(Image object location items)

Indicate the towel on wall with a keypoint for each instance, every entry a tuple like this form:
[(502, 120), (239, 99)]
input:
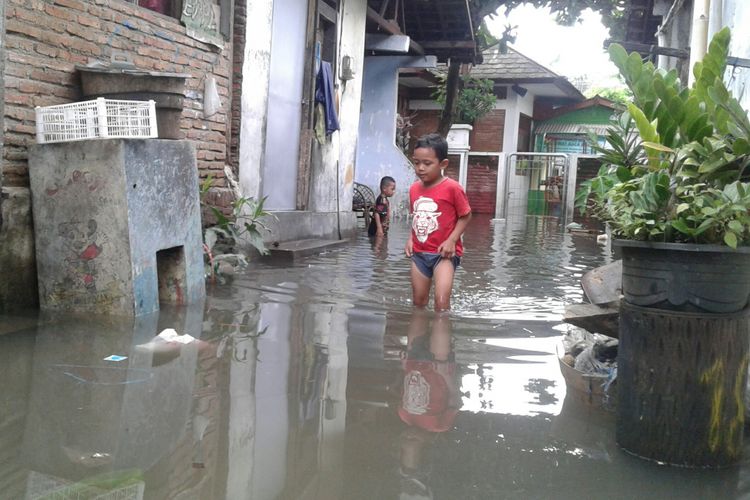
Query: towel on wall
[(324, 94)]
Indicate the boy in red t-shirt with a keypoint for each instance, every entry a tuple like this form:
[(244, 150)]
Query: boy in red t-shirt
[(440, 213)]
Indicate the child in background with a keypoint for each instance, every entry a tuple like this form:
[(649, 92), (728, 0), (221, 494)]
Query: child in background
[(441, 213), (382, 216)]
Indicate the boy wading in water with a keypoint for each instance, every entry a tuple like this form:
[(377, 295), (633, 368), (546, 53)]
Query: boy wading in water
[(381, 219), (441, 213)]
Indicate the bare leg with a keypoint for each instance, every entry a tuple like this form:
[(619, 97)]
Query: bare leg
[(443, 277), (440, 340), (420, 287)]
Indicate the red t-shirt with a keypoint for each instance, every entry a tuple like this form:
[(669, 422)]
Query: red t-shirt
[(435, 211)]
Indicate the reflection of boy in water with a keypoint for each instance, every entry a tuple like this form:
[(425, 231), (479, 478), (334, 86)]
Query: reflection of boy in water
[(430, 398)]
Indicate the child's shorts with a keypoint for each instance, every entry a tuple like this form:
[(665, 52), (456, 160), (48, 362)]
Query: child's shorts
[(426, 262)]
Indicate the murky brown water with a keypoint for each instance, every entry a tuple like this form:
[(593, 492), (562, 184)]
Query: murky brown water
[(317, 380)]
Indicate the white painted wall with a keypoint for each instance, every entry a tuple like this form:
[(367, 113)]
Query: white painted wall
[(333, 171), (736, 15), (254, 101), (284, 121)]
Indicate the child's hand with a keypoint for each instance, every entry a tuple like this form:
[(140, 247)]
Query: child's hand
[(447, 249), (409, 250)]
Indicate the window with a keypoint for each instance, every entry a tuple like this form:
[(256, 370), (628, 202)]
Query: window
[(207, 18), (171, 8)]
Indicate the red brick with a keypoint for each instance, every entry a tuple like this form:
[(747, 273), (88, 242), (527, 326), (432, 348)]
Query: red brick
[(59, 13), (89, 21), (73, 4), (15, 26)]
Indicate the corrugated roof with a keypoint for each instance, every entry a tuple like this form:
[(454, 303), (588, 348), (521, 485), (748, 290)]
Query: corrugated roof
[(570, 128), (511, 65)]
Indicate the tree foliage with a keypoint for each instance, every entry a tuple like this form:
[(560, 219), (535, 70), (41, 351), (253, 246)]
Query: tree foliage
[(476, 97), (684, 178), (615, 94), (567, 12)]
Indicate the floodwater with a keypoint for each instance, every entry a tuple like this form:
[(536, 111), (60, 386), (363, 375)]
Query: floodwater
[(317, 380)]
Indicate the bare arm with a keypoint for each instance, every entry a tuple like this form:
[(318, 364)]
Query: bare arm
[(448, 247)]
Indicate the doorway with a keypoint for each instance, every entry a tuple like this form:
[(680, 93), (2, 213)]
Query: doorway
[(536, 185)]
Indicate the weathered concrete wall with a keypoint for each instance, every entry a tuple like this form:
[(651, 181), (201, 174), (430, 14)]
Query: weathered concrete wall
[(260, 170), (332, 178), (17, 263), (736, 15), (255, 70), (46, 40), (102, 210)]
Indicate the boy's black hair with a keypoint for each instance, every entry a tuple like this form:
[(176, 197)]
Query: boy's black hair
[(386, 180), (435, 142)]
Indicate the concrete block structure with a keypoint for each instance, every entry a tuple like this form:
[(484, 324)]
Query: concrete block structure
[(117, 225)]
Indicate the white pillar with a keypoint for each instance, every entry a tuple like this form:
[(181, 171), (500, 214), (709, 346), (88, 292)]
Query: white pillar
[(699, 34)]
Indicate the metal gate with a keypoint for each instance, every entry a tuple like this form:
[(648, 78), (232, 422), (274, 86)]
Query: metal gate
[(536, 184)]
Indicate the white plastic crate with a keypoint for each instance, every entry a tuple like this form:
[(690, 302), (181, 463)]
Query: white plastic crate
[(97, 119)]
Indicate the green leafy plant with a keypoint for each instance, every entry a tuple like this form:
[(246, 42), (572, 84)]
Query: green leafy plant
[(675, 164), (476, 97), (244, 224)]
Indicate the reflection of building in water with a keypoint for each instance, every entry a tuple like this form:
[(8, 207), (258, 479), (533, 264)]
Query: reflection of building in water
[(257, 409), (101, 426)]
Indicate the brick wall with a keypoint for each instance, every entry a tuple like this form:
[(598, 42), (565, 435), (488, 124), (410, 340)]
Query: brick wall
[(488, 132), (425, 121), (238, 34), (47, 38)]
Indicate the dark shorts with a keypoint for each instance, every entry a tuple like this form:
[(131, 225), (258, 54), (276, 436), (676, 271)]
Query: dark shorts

* [Directions for this task] Arrange the lines of the items above as a numbered list, omitting blank lines and leaving the pictures out.

* [Full answer]
1. Indicate the towel on wall with a keypoint for each instance, every entry a tuple like this form:
2. [(502, 120), (239, 99)]
3. input:
4. Query: towel on wall
5. [(324, 94)]
6. Indicate the boy in red t-shirt with a keypoint for each instance, every entry a tuple like this form:
7. [(244, 150)]
8. Query: boy in red t-shirt
9. [(440, 213)]
10. Indicate the child in background with a keypoint for each instance, every entry a tuple like this form:
11. [(649, 92), (728, 0), (221, 494)]
12. Query: child in background
13. [(441, 213), (382, 216)]
14. Indicate the boy wading in water with a keypoint for each instance, every entry a tuple like this form:
15. [(377, 295), (633, 368), (546, 53)]
16. Query: boy wading in water
17. [(381, 219), (441, 213)]
18. Indicate the bare leg with a keypoint for each instance, every entry a tuple like this form:
19. [(619, 97)]
20. Query: bare leg
21. [(443, 277), (440, 340), (420, 287)]
22. Indicate the red t-shirt with a keypoint for each instance, every entry a tuple like this form:
23. [(669, 422)]
24. Query: red t-shirt
25. [(435, 211)]
26. Indicate the reflection of boy in water with a keypoint for each instance, every entry a tuple like this form:
27. [(425, 231), (479, 478), (334, 86)]
28. Query: reflection of boy in water
29. [(430, 398)]
30. Indicate the child's shorts with a keypoint for each instance, every entry a tuple like this form:
31. [(665, 52), (456, 160), (48, 362)]
32. Query: child's shorts
33. [(426, 262)]
34. Indicate the murky brown water with a keypoint for each instance, every entry a tuple like this form:
35. [(593, 492), (562, 184)]
36. Query: murky brown water
37. [(317, 380)]
38. Indicate the white painted wall with a keypoint for each instance, every entry a tuple like this form:
39. [(367, 113)]
40. Query: white painted wall
41. [(333, 171), (736, 15), (254, 101), (284, 121)]
42. Indicate the child's hand with a keypoint for each instance, every entry a tuple like this form:
43. [(140, 247)]
44. Query: child's hand
45. [(447, 249), (409, 250)]
46. Indicate the window with a keypoint for each instance, every entry a tuple like this form:
47. [(256, 370), (628, 202)]
48. Query: window
49. [(207, 18), (171, 8)]
50. Indicate the red brick with a keypoint for each instance, every entry a tuple like this form:
51. [(747, 273), (88, 242), (527, 326), (432, 348)]
52. Query: red brick
53. [(59, 13), (89, 21), (73, 4), (15, 26)]
54. Indicate the corrugated roof with a keypoint for each instance, every entry a tuple like this form:
55. [(454, 303), (588, 348), (521, 485), (748, 290)]
56. Query: corrugated roof
57. [(570, 128), (511, 65)]
58. Indicate the tree foliage with a keypoint for each instance, every entry a tuple like this form:
59. [(560, 219), (535, 70), (41, 351), (253, 246)]
60. Query: tree foliage
61. [(476, 97), (684, 178), (615, 94), (567, 12)]
62. Indicate the floodwater with a keypoint for each instance, every entry a tuple like this form:
63. [(536, 111), (60, 386), (363, 375)]
64. Query: floodwater
65. [(317, 380)]
66. Indicate the bare arm with a keypoint for each instance, every entry a tuple like this form:
67. [(318, 364)]
68. Query: bare arm
69. [(448, 247)]
70. Indicate the doorway with a keypoint for each instance, every entry a tuple like this form:
71. [(680, 93), (2, 213)]
72. Query: doorway
73. [(536, 185)]
74. Indicate the weathered concrete wall with a keypoint for each instance, every entry a tuple like this form:
75. [(651, 181), (201, 174), (430, 14)]
76. Query: weathered concrete wall
77. [(260, 170), (332, 178), (17, 263), (736, 15), (255, 70), (46, 40), (102, 210)]
78. Indicate the boy's black hair with a keypoint for each instance, every entry a tuple like this form:
79. [(176, 197)]
80. Query: boy's black hair
81. [(386, 180), (435, 142)]
82. Indicate the concrete block structure with a keypoint for each instance, every entry a tuple like this form:
83. [(484, 324)]
84. Query: concrete block structure
85. [(117, 225)]
86. Indicate the white pillar with a keypoint for each instance, every entry a tuple like this form:
87. [(181, 171), (500, 214), (709, 346), (88, 292)]
88. Query: white pillar
89. [(699, 34)]
90. Indicate the metal gate with a keypoint for each instance, every entry a tuple like this form:
91. [(648, 78), (232, 422), (274, 86)]
92. Query: metal gate
93. [(536, 184)]
94. Indicate the white plastic crate with a keypoint for each instance, every entry a tuple like this form:
95. [(690, 302), (181, 463)]
96. Query: white plastic crate
97. [(97, 119)]
98. Indicate the green leafy plant with a keypoint for each instance, every entry a tuple like this form:
99. [(246, 42), (572, 84)]
100. Query: green leafy plant
101. [(675, 164), (476, 97), (244, 224)]
102. Indicate the reflection of building in water with a keypoint for each instance, every entry a tuple like this form:
103. [(8, 207), (258, 479), (533, 264)]
104. Query: reflection of building in water
105. [(257, 409), (101, 426)]
106. Indicate the brick wall with a keypoint for each instance, every entry a tuple like this form:
107. [(598, 42), (565, 435), (488, 124), (410, 340)]
108. Query: brick wall
109. [(488, 132), (425, 121), (238, 34), (47, 38)]
110. Indicate the dark shorts with a keypoint for each instance, every entry a tuple like this form:
111. [(131, 225), (258, 54), (276, 436), (676, 271)]
112. Query: dark shorts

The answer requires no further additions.